▸ Task material
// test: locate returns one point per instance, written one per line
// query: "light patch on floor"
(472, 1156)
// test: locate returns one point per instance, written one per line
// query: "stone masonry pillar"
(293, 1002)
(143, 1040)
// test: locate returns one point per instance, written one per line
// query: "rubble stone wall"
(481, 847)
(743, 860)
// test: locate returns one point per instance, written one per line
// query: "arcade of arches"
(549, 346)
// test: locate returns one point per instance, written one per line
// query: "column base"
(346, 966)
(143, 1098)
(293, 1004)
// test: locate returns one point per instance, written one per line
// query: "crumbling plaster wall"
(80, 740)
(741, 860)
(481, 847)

...

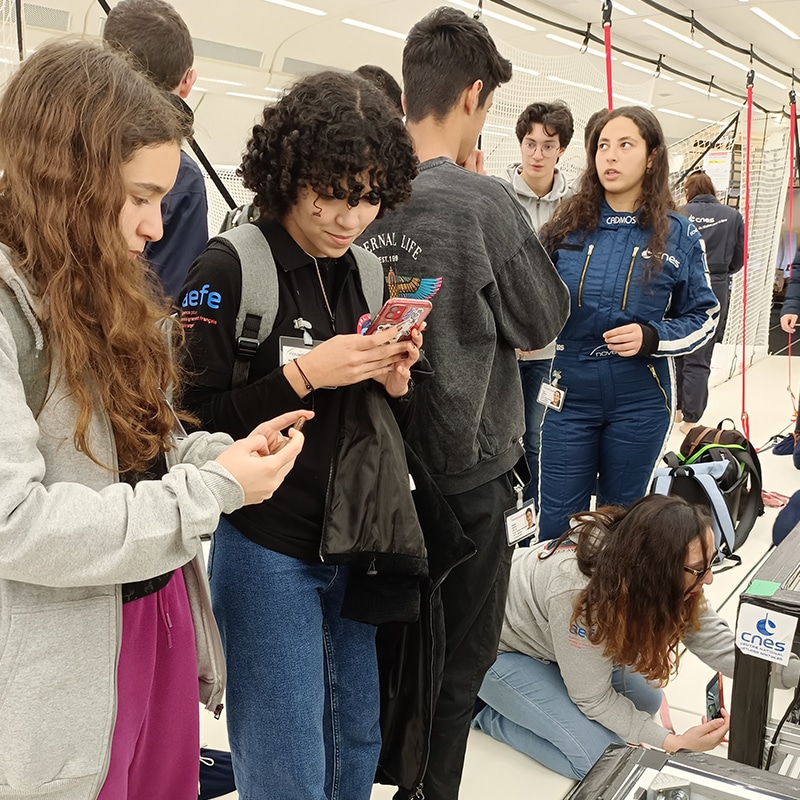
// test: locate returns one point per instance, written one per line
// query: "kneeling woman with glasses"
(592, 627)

---

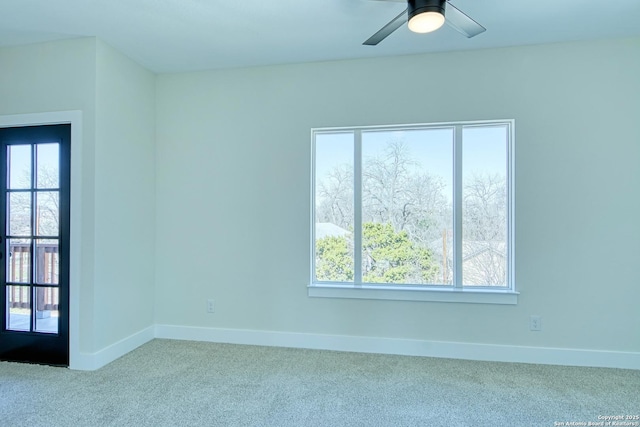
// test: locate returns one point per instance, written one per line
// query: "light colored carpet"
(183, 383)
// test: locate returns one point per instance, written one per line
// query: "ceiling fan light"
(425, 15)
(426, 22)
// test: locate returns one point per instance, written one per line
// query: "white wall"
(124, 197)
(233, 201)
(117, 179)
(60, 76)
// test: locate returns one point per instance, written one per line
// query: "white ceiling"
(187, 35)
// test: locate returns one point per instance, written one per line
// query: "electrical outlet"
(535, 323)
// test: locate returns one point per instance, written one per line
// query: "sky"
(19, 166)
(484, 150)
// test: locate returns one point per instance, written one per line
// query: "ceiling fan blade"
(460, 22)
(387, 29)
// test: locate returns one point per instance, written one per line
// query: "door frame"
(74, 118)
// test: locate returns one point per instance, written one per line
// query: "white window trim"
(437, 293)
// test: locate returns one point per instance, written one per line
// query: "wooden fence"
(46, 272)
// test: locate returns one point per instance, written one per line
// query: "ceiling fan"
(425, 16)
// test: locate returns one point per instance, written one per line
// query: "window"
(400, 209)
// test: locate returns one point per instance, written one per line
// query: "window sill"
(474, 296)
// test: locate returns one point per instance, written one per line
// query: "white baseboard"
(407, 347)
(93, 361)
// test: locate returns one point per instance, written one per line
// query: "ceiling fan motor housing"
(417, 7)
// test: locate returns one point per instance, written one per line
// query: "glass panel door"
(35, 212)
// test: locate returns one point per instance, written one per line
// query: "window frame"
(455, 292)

▸ The problem
Identify every line in the material above that contains the word "door" and copy each of those lines in full. Case counts when matching.

▸ Solution for this task
// query: "door frame"
// query: "glass panel door"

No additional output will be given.